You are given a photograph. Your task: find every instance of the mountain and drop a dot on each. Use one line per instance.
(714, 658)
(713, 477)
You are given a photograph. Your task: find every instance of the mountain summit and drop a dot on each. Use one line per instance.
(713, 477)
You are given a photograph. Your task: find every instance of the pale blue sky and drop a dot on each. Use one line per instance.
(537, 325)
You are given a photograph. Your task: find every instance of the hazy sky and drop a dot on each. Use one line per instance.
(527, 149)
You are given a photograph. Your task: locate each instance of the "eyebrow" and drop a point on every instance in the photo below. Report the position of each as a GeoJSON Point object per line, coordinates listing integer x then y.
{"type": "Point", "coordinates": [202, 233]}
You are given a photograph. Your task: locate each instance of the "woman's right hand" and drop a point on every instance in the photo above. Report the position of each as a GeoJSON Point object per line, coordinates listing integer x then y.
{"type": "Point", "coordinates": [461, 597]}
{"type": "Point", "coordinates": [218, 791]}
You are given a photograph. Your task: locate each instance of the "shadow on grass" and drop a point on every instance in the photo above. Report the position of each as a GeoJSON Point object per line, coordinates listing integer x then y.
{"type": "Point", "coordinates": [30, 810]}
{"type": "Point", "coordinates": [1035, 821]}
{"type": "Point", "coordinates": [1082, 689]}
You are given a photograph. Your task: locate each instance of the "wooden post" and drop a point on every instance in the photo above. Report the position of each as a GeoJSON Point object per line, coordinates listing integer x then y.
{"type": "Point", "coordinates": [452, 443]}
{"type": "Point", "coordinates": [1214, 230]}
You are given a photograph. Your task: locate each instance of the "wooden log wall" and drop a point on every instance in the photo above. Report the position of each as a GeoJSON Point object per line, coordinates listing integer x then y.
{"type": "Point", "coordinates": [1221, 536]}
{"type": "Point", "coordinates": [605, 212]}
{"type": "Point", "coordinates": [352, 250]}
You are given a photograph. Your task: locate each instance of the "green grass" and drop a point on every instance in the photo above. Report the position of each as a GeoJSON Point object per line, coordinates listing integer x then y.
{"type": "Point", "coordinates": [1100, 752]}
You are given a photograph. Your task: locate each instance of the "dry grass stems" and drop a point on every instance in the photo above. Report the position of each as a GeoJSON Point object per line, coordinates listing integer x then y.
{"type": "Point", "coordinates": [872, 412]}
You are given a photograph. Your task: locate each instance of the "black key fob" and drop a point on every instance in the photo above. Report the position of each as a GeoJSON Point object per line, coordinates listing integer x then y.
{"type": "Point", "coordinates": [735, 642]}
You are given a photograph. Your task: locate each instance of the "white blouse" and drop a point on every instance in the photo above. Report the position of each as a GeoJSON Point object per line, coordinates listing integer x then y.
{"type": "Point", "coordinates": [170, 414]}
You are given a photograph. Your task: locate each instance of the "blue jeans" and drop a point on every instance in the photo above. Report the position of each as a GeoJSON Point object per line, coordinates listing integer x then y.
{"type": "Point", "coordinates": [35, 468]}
☆ ☆ ☆ ☆ ☆ ☆ ☆
> _EXERCISE AIM_
Would you please repeat the entire listing, line for line?

> _TASK OUTPUT_
You are given a photograph. Your task: find every instance of the mountain and drop a dot on each. Use one line per instance.
(714, 658)
(713, 477)
You are given a photograph. Your task: find every instance of the mountain summit and drop a dot on each. Use one line per instance.
(713, 477)
You are given a photograph. Your task: find every instance of the pale blue sky and drop a dot on each. Use one line per instance.
(537, 325)
You are given a photograph. Your task: find every instance of the hazy sky and drop a dot on each. Use one line per instance.
(527, 149)
You are given a photograph. Your task: locate each instance of the "eyebrow" and drop a point on every instance in the photo below. Report the position of each as a GeoJSON Point object per line, coordinates listing integer x then y.
{"type": "Point", "coordinates": [202, 233]}
You are given a photograph. Your task: locate each instance of the "woman's right hand" and drop a point on every instance in the photo above. Report the position of each as a GeoJSON Point object per line, coordinates listing integer x then y.
{"type": "Point", "coordinates": [461, 597]}
{"type": "Point", "coordinates": [218, 791]}
You are given a photograph. Your task: locate each instance of the "shadow on grass" and drop a point on every instance in the photo above. Report the position of each as a GeoJSON Point object per line, coordinates listing integer x then y.
{"type": "Point", "coordinates": [30, 810]}
{"type": "Point", "coordinates": [1035, 821]}
{"type": "Point", "coordinates": [1082, 689]}
You are given a photograph. Your task: locate each instance of the "wooden post" and drop a point on every instance in the photo above. Report the position of each as a GeoJSON Point object per line, coordinates listing integer x then y.
{"type": "Point", "coordinates": [452, 443]}
{"type": "Point", "coordinates": [1214, 230]}
You are given a photograph. Your task: locate each instance of the "wooden log wall" and drop a point on every instance in the photo above. Report the position of each as a GeoJSON Point object per line, coordinates listing integer x then y.
{"type": "Point", "coordinates": [1221, 536]}
{"type": "Point", "coordinates": [605, 212]}
{"type": "Point", "coordinates": [352, 250]}
You are given a photograph. Your task: locate each instance of the "green grass" and drop a point on every instance in the photo above. Report the position of each as a GeoJSON Point object per line, coordinates listing integer x then y.
{"type": "Point", "coordinates": [1100, 752]}
You are given a photograph. Your task: locate each instance of the "dry grass stems" and drop a point on every instance in the photo above. Report the position of each as a GeoJSON Point object per line, coordinates listing integer x then y.
{"type": "Point", "coordinates": [872, 412]}
You are given a photograph. Your task: locate each instance of the "black key fob" and drop a point on every instance in the photo above. Report the position of each as a GeoJSON Point object per line, coordinates listing integer x then y.
{"type": "Point", "coordinates": [735, 642]}
You are given a photograph. Your task: locate each instance of the "white blouse" and drop a point on every instance in the photo above. Report the position of each as a GeoJSON Point object per line, coordinates listing integer x then y.
{"type": "Point", "coordinates": [170, 414]}
You are given a photograph. Your task: locate each instance of the "blue jeans" and drop a point on every instance in the photo above. Report the position of each as a GeoJSON Point object per line, coordinates listing integer x then y.
{"type": "Point", "coordinates": [35, 468]}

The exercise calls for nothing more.